◆ Exercise prompt: Present every line of the items below as a numbered list, omitting any blank lines.

◆ Dataset excerpts:

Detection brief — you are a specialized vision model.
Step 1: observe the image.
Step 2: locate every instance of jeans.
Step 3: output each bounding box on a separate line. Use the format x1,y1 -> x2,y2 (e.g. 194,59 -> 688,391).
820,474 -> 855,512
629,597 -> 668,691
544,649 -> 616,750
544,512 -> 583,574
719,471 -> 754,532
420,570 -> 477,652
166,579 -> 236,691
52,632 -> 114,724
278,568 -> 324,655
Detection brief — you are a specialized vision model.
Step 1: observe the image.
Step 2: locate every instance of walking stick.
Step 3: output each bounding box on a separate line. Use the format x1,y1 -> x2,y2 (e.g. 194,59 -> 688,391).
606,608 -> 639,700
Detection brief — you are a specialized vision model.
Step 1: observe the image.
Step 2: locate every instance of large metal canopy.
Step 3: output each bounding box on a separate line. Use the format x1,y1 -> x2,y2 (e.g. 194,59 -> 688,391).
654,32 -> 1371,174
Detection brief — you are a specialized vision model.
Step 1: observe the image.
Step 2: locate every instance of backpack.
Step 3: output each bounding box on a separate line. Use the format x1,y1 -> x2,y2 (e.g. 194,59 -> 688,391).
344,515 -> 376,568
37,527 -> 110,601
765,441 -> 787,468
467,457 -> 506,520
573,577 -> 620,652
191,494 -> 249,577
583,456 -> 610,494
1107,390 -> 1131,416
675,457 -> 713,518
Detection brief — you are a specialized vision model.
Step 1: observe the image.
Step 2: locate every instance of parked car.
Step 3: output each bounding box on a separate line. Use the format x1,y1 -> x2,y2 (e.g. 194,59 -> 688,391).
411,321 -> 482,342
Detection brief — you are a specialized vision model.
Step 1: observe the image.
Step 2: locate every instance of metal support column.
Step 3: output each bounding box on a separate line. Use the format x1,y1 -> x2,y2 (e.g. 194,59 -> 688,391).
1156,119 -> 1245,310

◆ Worked solution:
1. Detection brief — you are a specialized vision model.
2. Step 1: observe the image.
3. Step 2: locate every instance of jeans.
4. Step 3: output each bounding box on a separate line. Use the format x1,y1 -> x2,y2 (e.g. 194,59 -> 688,391).
5. 820,474 -> 855,512
6. 629,597 -> 668,691
7. 544,649 -> 616,750
8. 544,512 -> 583,574
9. 719,471 -> 754,532
10. 420,570 -> 477,652
11. 166,579 -> 236,691
12. 52,632 -> 114,724
13. 278,568 -> 324,655
14. Detection brief — you are a specialized vision model.
15. Step 1: observe the image.
16. Step 2: locate every instance of walking stick.
17. Step 3: output each bounding box on a separate line. Use the format x1,y1 -> x2,y2 (e.g. 194,59 -> 688,391).
18. 606,608 -> 639,700
19. Detection brief — you are a specialized vision model.
20. Step 1: observe the image.
21. Step 2: locate every instance of large metal canopy.
22. Step 3: output each bounding box on a separate line. Use the format x1,y1 -> x2,y2 (e.g. 194,59 -> 688,391).
23. 654,32 -> 1371,174
24. Detection brief — you are a specialized vision model.
25. Step 1: observe the image.
26. Step 2: locate every instance of backpack.
27. Step 3: output each bounding box on a separate line. Use the format x1,y1 -> x2,y2 (e.g. 194,59 -> 688,391).
28. 344,515 -> 376,568
29. 37,527 -> 110,601
30. 765,441 -> 787,468
31. 467,457 -> 506,520
32. 573,577 -> 620,652
33. 191,494 -> 249,577
34. 583,456 -> 610,494
35. 1107,390 -> 1131,416
36. 675,457 -> 713,518
37. Detection brief — you are a specialized vision model.
38. Step 1: observe the image.
39. Step 2: locate every instance of parked car.
40. Step 3: output each bounding box on a separate line. Use the format x1,y1 -> x2,y2 (e.g. 194,59 -> 688,391).
41. 411,321 -> 482,342
42. Detection brief — you are a specialized vision model.
43. Step 1: observe the image.
44. Step 2: locate every instance of metal support column.
45. Step 3: output each bounding box on a separate line. Use the format x1,y1 -> x2,y2 (e.g. 194,59 -> 688,391).
46. 1156,119 -> 1245,310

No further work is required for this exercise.